• _What is being asked_:
Can you reproduce the data beneath, keeping every line exact?
##### Dataset entries #####
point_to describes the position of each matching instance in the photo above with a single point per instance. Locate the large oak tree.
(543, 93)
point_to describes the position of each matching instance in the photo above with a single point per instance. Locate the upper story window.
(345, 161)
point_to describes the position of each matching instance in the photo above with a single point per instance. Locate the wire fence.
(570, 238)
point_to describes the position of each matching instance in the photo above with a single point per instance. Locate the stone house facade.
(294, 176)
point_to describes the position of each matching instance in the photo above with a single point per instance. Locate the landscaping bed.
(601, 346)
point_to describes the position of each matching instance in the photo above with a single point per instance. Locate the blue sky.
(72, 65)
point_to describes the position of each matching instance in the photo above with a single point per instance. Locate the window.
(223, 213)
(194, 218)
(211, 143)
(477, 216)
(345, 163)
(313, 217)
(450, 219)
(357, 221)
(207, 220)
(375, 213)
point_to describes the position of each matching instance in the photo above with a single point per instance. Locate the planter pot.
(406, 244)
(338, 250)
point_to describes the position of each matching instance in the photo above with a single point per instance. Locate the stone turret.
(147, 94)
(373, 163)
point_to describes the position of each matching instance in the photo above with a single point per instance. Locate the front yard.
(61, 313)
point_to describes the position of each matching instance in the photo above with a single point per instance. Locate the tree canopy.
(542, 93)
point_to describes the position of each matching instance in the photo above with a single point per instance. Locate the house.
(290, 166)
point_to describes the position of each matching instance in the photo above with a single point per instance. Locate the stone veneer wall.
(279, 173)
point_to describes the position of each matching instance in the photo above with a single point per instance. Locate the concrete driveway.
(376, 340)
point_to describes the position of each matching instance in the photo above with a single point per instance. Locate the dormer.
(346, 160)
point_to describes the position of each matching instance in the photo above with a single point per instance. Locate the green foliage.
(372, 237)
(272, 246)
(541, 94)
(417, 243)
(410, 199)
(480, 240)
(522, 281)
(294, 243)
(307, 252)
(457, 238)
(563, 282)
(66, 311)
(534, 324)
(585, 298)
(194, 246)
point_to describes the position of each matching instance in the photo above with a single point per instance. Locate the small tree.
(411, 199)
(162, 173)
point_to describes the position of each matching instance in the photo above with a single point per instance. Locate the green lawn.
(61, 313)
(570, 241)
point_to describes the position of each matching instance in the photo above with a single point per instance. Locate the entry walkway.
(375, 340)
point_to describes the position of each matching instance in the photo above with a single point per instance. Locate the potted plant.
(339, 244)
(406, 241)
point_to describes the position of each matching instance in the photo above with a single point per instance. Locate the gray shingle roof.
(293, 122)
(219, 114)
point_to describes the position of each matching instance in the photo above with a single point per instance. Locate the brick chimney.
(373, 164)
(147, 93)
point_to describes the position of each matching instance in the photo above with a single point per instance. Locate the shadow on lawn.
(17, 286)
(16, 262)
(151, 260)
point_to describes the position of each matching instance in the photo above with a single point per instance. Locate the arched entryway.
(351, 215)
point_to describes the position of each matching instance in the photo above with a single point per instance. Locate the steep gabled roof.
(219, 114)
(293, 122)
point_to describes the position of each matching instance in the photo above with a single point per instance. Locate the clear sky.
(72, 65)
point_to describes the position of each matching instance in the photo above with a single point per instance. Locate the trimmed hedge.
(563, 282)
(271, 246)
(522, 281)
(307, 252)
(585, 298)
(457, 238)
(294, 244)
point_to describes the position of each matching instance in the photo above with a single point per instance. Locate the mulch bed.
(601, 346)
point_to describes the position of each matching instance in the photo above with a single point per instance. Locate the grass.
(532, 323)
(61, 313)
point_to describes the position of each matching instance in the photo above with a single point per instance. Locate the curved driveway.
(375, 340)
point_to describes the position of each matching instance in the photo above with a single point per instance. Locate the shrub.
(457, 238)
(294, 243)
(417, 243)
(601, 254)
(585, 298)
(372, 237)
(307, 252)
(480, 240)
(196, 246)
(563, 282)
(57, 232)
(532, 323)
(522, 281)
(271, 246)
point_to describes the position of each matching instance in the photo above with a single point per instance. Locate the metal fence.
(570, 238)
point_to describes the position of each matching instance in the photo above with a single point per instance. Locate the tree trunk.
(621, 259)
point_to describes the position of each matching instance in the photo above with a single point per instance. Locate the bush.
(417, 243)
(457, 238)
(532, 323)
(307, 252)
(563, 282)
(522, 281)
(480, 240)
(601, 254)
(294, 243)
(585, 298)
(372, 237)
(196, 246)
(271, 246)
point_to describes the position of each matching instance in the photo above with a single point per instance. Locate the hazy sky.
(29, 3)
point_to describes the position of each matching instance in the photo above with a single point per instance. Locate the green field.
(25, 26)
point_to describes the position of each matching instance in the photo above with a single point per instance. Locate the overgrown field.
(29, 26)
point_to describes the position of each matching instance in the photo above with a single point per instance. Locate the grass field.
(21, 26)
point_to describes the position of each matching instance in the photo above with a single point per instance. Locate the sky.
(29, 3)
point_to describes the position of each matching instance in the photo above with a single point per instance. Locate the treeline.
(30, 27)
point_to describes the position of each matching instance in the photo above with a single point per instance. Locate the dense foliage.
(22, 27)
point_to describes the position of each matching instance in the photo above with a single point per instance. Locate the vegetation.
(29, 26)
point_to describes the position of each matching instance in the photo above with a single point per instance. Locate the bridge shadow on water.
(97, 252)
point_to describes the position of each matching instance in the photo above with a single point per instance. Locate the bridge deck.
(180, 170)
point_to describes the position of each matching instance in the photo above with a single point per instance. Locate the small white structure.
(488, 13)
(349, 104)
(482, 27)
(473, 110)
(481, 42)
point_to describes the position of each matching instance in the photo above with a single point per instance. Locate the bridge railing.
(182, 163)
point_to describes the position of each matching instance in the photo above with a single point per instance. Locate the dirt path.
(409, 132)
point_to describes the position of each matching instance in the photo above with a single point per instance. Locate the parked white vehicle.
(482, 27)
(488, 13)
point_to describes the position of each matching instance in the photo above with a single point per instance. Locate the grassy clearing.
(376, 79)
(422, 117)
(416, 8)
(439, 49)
#####
• _Answer to the problem_:
point_to describes the position of each matching instance in the photo above with a single point per instance. Locate the large oak tree.
(543, 93)
point_to describes the position of each matching instance in the photo above with a single point per instance. Locate the upper story window.
(345, 161)
point_to describes the position of each matching instance in the photo above with a single point per instance. Locate the wire fence.
(570, 238)
point_to describes the position of each matching instance in the photo above with a single point per instance. Locate the stone house facade.
(294, 176)
point_to describes the position of each matching instance in the photo above with a single point per instance. Locate the landscaping bed.
(601, 346)
point_to describes the position of each matching instance in the photo above with a single point per instance. Locate the blue sky.
(72, 65)
point_to describes the position of each matching instance in the photo above with a single point per instance. Locate the window.
(223, 213)
(194, 218)
(211, 143)
(477, 216)
(345, 163)
(313, 217)
(450, 219)
(357, 221)
(207, 220)
(375, 213)
point_to describes the position of each matching instance in the photo above with a single point per instance. Locate the planter pot.
(406, 244)
(338, 250)
point_to describes the position of each matching instance in the photo above with a single point per instance. Locate the stone turret.
(147, 94)
(373, 163)
point_to describes the position of each matching instance in the photo above with a single point per instance. Locate the front yard.
(61, 313)
point_to describes the position of each matching instance in the photo above with a single point per instance. Locate the tree canopy.
(542, 93)
point_to describes the position of each matching instance in the photo above with a single point per instance. Locate the house.
(290, 166)
point_to describes the position of each matching instance in the photo above with a single point per instance. Locate the stone veneer wall.
(279, 173)
point_to describes the position of each matching instance in the photo above with a single point per instance. Locate the concrete driveway.
(376, 340)
point_to describes the position of each matching instance in the photo above with a single point per instance. Locate the dormer.
(346, 160)
point_to describes the position of each matching instance in the photo above with a single point per instance. Locate the green foliage.
(372, 237)
(272, 246)
(541, 94)
(417, 243)
(410, 199)
(480, 240)
(522, 281)
(294, 243)
(307, 252)
(457, 238)
(563, 282)
(66, 311)
(534, 324)
(585, 298)
(194, 246)
point_to describes the position of each matching instance in the photo above with a single point per instance. Locate the small tree.
(411, 199)
(162, 173)
point_to describes the position of each matching instance in the photo above with a single point per instance. Locate the green lawn.
(61, 313)
(570, 241)
point_to describes the position of each matching instance in the photo above with a single point per instance. Locate the entry walkway.
(375, 340)
point_to describes the position of each matching instance in the photo above with a single point per instance. Locate the potted plant.
(339, 244)
(406, 241)
point_to describes the position of each matching instance in the photo above with a single point per instance. Locate the gray shingle roof.
(293, 122)
(219, 114)
point_to describes the position of each matching instance in the photo above with a single point per instance. Locate the brick chimney.
(373, 164)
(147, 93)
point_to describes the position of each matching instance in the photo above with a single point per instance. Locate the shadow on lawn.
(17, 286)
(16, 262)
(151, 260)
point_to describes the position of each matching instance in the photo above with a single point per instance. Locate the arched entryway.
(351, 215)
point_to describes the position of each matching instance in the photo above with a single point per instance. Locate the steep gabled roof.
(219, 114)
(293, 122)
point_to describes the position of each matching instance in the photo above with a single point per instance. Locate the clear sky.
(72, 65)
point_to describes the position of each matching instance in the photo above with a single point per instance. Locate the trimmed hedge.
(563, 282)
(271, 246)
(522, 281)
(307, 252)
(585, 298)
(457, 238)
(294, 244)
point_to describes the position of each matching instance in the photo above with a single point per instance. Locate the mulch bed.
(601, 346)
point_to describes the position of each matching instance in the photo above with a single point per instance. Locate the grass.
(532, 323)
(61, 313)
point_to describes the position of each matching instance in the photo above with a single point per instance. Locate the curved driveway.
(375, 340)
point_to describes the position of each matching instance in the photo above with a single point per instance. Locate the shrub.
(457, 238)
(294, 243)
(417, 243)
(601, 254)
(585, 298)
(372, 237)
(307, 252)
(480, 240)
(196, 246)
(563, 282)
(57, 232)
(532, 323)
(522, 281)
(271, 246)
point_to describes the position of each matching instance in the photo above with a single point per instance. Locate the metal fence.
(570, 238)
point_to describes the position of each matching instance in the photo above with a single point per instance. Locate the tree trunk.
(621, 259)
point_to describes the position of each matching instance in the photo above with a single point per instance. Locate the bush.
(417, 243)
(457, 238)
(532, 323)
(307, 252)
(563, 282)
(522, 281)
(480, 240)
(601, 254)
(294, 243)
(585, 298)
(372, 237)
(196, 246)
(271, 246)
point_to describes the position of each matching instance in the photo above with a single point per instance. Locate the hazy sky.
(29, 3)
point_to describes the position of each matching instance in the photo above with a single point per instance. Locate the green field.
(25, 26)
point_to describes the position of each matching instance in the photo above with a single point per instance. Locate the overgrown field.
(29, 26)
point_to describes the position of each matching instance in the photo above with a single point per instance. Locate the grass field.
(21, 26)
point_to describes the position of each matching instance in the photo above with a single point per instance. Locate the sky.
(29, 3)
point_to describes the position of each matching instance in the photo above with a single point per instance. Locate the treeline.
(30, 27)
point_to describes the position of each matching instance in the photo above with a single point per instance. Locate the dense foliage.
(22, 27)
point_to describes the position of each matching instance in the photo above with a single point per instance. Locate the vegetation.
(29, 26)
point_to describes the position of each matching instance in the photo above with a single point per instance. Locate the bridge shadow on water.
(97, 252)
point_to describes the position of each matching instance in the photo above with a single point per instance. Locate the bridge deck.
(180, 170)
point_to describes the position of each matching instance in the photo above with a single point per instance. Locate the small white structure.
(488, 13)
(349, 104)
(482, 27)
(473, 110)
(481, 42)
point_to describes the position of each matching instance in the photo above with a single point per instance. Locate the bridge railing.
(182, 163)
point_to describes the position of each matching instance in the photo above with a single point per instance. Locate the dirt path.
(409, 132)
point_to describes the position of each matching instance in the photo above with a single point per instance. Locate the parked white vehicle.
(482, 27)
(488, 13)
point_to describes the position of each matching instance in the photo above with a single point per instance. Locate the grassy clearing.
(376, 79)
(422, 117)
(416, 8)
(439, 49)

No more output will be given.